Lines from a pointing dataset:
↓
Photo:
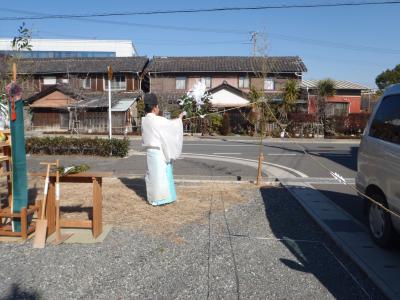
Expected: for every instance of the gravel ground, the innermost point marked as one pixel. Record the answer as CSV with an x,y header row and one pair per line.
x,y
266,247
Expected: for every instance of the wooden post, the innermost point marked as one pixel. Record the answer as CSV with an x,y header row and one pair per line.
x,y
97,221
260,164
24,223
51,207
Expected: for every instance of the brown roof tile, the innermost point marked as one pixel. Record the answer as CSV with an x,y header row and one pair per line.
x,y
275,64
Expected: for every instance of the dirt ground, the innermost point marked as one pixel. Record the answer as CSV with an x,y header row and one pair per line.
x,y
124,203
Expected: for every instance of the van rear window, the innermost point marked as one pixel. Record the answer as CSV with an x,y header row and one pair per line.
x,y
386,123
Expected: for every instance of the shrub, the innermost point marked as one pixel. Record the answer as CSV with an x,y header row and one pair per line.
x,y
83,146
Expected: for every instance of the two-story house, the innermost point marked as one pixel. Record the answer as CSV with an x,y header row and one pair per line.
x,y
73,92
171,77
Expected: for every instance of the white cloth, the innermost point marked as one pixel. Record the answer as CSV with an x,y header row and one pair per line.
x,y
156,177
163,133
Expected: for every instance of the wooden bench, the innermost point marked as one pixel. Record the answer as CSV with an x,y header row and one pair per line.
x,y
96,179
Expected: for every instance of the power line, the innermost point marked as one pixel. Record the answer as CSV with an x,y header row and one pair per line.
x,y
200,10
289,38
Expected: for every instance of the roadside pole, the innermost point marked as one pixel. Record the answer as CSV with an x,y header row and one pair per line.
x,y
109,102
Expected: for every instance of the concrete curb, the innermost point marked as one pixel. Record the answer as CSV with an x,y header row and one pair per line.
x,y
379,265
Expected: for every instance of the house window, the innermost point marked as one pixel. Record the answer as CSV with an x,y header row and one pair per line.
x,y
49,80
269,84
86,83
118,83
244,82
337,109
207,81
180,83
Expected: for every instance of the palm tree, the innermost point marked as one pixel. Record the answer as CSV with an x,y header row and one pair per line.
x,y
291,92
325,89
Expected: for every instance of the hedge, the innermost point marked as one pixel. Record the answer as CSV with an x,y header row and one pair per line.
x,y
83,146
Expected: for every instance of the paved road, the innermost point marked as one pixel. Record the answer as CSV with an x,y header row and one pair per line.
x,y
338,157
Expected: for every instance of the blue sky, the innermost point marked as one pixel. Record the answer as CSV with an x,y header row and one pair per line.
x,y
344,43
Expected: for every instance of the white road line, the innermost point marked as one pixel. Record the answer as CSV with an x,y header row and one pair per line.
x,y
281,154
221,145
238,159
227,153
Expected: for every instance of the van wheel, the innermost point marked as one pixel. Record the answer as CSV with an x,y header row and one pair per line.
x,y
380,224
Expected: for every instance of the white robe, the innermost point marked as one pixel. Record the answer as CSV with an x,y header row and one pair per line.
x,y
162,139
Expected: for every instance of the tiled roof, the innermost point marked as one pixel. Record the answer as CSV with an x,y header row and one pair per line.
x,y
81,65
86,99
339,85
275,64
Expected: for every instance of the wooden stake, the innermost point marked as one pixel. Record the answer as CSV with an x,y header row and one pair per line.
x,y
260,164
14,72
60,238
41,225
13,113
↑
THE PROBLEM — Rewrite every line above, switching "innermost point" to "deepest interior point" and keeping everything else the same. Omit the pictures from your answer.

TASK ANSWER —
Photo:
Expected: for every instance of the gravel ground, the deepest interior point marked as one pixel. Record the answer as CSV with an x,y header row and one pair per line.
x,y
266,247
Expected: for every instance of the wooden post, the deepest interior point marked as one pixel. Record the answer as CSV with an x,y header row and one pair per line.
x,y
97,221
260,164
24,223
51,207
Expected: for every instance of the brown roof tile, the deepest interior point marked as one pixel. Record the answer as CSV with an x,y header row and one pair per line.
x,y
275,64
Expected: for every instance of the dirt ground, the deepest interior point marked as one pixel. Record the answer as CSV with an x,y header row and one pair per line.
x,y
124,203
Expected: for every instance of the van rear window, the deepest interior point marked as one pixel. Record the answer as CSV with an x,y header row and one pair per line.
x,y
386,123
Expected: for every instance of the shrub, the deepest interior point marked as one pixel. Record the answer as CSV with an x,y header row and one pair per line.
x,y
83,146
Expected: for every instance of the two-story house, the deepest interior point marked as one pixel. Record the answer as CSV with an x,y header row and one pair per line.
x,y
73,92
171,77
Expected: for every instance of the white cloth, the deepest interior point marked as one pixel. Record the answer as CSV with an x,y header row and one pair per line.
x,y
156,177
163,133
Expected: for every instance of the wooden bench, the deepest interior point marked as one pixel. Record the answer as CSV with an x,y header row and one pair per line.
x,y
96,179
Expected: for every instance of the power line, the deepest interior point marked as one pixel. Record the answer as CSV with an x,y header row and one pair per line.
x,y
200,10
289,38
Expected: for every instance of the roadside pole, the deepest interior point marked as one pixel. Record the answer as CSV with an x,y header row and one pair per line.
x,y
109,102
Expected: for every instance of the concrete curb, the deepest interior point marked as one pixel. Record the answer as CSV with an x,y header row and one pair per line.
x,y
379,265
Expected: for every instance of the house window, the deepest interior point marked as one pixel. Record the answer as CSV with an x,y header row and one pair per line.
x,y
49,80
269,84
86,83
118,83
244,82
337,109
207,81
180,83
Expected: for every instance of the palm tree, the deepest interior point marked as one pixel. Record the answer as CSV with an x,y header row and one pair per line.
x,y
291,92
325,89
Expected: for every instance of the hedge, the deepest interior point marked as one pixel. Record the answer as CSV with an x,y header row and one pair per line.
x,y
83,146
Expected: for every instance of the paved road, the deepest interior point marked as one pixel. Record the answer as CSV with an x,y header row and one pair per line.
x,y
338,157
Expected: for every instance of the blue sky, the deepest interior point marked as one pixel. Record the answer as CSV with an x,y header row and one pair per line.
x,y
344,43
Expected: for every instance of the white road line, the deepest interior point marked as one pixel. Record the answer as CSV with an x,y header row and one pair per line.
x,y
281,154
221,145
238,159
227,153
Expected: for every instance of the van wheel, the deepest interior point marked as one pixel. Record the answer as CSV with an x,y header row and one pair per line.
x,y
380,224
Expected: for every instance of the white robe, the deepest interior point marked as one pixel. Record the answer as CSV with an x,y header row and one pair per line.
x,y
162,139
Expected: for every instance of the tiled roof, the deepest interior point marked as one pixel. Record the answer as CSV with an x,y header row and one pair per line.
x,y
81,65
86,99
339,85
275,64
Expected: for every instance of the wooden stake, the deepest interior point marked as one pixel. Record the answer as CSV with an x,y header row and one pair per line.
x,y
260,164
14,72
60,238
41,225
13,113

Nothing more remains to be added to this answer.